_What to produce_
Copy out the following records word for word, starting with the line that contains "Mark each instance of the white ram" and going on through the line that contains "x=1085 y=279", with both of those lines included.
--- begin Input for this task ---
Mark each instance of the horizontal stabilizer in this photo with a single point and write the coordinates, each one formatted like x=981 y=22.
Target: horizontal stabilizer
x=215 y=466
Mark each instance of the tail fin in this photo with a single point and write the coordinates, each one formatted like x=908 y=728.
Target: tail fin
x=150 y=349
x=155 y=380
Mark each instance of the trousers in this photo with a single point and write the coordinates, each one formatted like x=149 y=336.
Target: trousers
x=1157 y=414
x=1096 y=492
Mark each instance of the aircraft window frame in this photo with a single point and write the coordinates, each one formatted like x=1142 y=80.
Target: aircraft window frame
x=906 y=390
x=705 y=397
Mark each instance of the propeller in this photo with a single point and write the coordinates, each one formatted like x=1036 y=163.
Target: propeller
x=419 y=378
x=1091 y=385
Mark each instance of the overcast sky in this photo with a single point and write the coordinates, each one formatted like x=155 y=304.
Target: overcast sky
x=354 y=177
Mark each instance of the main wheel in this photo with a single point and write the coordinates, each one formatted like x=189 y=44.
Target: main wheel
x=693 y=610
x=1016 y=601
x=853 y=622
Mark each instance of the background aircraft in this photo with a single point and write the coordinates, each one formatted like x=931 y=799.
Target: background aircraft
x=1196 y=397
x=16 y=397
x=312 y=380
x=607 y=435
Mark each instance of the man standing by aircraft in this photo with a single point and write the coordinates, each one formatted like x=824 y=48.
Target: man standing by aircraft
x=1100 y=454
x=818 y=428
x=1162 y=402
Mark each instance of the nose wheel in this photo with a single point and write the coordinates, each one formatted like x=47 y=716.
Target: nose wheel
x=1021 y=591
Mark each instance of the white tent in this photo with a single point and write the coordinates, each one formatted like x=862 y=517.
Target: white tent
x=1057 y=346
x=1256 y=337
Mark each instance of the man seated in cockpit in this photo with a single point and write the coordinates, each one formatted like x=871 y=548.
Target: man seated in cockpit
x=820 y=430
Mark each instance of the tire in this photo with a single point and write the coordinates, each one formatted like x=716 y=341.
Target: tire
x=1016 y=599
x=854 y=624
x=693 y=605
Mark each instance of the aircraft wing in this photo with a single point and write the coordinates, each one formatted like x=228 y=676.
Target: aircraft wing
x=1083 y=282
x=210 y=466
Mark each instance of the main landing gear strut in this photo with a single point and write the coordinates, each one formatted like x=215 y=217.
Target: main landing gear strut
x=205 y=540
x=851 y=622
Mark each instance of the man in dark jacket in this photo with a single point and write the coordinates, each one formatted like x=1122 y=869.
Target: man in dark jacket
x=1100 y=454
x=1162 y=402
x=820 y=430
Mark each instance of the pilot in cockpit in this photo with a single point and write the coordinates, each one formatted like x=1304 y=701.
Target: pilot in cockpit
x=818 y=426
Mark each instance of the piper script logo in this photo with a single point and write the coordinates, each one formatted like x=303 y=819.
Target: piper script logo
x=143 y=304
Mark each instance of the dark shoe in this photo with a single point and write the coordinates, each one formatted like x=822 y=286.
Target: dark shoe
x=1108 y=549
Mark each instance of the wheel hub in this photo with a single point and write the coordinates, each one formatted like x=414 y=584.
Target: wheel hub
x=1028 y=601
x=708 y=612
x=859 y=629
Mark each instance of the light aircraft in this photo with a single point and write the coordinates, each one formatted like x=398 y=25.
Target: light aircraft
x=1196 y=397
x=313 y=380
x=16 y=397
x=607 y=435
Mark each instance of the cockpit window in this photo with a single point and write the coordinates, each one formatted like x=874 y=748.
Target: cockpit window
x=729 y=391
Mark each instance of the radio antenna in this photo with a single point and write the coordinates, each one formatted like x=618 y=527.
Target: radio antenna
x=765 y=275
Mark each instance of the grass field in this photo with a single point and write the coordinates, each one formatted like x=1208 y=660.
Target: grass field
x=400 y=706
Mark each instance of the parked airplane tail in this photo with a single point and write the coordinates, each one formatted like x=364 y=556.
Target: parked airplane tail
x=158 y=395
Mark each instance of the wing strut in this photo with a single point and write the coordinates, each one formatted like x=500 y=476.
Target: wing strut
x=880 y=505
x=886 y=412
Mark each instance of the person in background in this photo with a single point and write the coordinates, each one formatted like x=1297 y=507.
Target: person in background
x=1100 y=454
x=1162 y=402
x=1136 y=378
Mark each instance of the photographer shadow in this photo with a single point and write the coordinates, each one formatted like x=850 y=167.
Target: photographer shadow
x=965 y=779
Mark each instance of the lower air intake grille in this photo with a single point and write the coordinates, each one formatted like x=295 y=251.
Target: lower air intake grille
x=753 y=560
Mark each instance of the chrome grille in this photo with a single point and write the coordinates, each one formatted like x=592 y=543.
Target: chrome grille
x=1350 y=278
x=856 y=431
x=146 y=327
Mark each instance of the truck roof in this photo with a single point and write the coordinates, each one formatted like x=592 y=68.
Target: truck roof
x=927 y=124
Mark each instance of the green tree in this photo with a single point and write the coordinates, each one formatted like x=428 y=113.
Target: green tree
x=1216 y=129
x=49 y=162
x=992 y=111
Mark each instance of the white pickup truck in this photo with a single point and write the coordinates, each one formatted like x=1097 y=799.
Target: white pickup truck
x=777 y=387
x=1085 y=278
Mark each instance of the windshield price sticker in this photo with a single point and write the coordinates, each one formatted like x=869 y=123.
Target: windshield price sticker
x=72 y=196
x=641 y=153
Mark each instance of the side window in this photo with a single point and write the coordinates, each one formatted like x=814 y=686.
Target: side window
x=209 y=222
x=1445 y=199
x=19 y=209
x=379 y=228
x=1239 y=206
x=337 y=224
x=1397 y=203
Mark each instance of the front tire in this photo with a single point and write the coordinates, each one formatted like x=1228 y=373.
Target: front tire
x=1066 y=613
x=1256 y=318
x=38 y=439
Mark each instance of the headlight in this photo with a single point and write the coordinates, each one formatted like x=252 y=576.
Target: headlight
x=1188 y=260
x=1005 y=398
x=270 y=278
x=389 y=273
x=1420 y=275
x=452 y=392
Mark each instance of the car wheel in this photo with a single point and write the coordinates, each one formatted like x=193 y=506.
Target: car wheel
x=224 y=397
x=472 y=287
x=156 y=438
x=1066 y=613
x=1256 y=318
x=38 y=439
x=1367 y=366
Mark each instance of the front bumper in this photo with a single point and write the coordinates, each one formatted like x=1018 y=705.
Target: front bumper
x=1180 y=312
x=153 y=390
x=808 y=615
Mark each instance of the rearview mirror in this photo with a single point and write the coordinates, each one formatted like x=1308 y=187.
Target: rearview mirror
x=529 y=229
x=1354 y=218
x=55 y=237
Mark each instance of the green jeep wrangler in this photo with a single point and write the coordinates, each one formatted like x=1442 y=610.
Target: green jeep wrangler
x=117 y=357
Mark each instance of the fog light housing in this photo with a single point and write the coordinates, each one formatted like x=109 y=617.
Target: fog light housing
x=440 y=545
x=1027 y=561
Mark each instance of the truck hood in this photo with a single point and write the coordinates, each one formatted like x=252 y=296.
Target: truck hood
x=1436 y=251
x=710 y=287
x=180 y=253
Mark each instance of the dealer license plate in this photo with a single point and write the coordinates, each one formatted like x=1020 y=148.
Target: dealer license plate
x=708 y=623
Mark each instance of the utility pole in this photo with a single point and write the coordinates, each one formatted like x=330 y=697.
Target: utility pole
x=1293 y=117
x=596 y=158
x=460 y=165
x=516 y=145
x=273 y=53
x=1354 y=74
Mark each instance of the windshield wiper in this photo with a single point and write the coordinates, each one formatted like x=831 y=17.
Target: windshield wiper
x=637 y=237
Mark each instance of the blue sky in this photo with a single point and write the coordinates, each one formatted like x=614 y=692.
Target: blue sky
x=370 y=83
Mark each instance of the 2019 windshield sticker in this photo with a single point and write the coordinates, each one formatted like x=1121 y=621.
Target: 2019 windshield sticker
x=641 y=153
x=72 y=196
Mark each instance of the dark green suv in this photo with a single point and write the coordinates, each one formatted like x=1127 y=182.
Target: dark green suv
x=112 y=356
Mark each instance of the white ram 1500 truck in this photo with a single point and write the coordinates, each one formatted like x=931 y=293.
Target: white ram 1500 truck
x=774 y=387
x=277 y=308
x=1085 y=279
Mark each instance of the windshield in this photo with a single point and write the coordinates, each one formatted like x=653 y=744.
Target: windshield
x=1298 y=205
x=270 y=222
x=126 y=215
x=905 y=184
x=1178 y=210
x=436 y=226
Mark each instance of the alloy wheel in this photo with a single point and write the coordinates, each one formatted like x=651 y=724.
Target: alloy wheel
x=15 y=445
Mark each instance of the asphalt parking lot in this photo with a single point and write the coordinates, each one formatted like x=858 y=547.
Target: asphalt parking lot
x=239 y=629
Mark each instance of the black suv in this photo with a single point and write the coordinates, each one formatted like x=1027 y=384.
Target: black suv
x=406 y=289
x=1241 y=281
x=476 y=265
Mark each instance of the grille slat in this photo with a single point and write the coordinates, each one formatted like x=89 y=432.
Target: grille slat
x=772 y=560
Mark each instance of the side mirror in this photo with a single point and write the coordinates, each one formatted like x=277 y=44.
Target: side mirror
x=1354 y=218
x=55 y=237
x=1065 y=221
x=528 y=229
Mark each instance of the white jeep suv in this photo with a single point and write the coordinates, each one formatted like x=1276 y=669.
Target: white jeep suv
--- end Input for this task ---
_Finished task_
Mark each instance of the white ram 1500 truck in this photo with a single point and write the coordinates, each one formatted like x=931 y=293.
Target: white ram 1500 truck
x=774 y=387
x=277 y=308
x=1085 y=279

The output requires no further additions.